Update the records below: change every occurrence of "innermost point" to "central point" and keep all other text the same.
## start
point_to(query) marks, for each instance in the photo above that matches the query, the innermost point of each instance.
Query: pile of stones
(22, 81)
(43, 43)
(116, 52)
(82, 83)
## end
Full answer:
point_to(query) marks, for each instance in the photo above that matches the query, the central point of each instance.
Query: pile of stones
(22, 81)
(43, 43)
(116, 52)
(82, 83)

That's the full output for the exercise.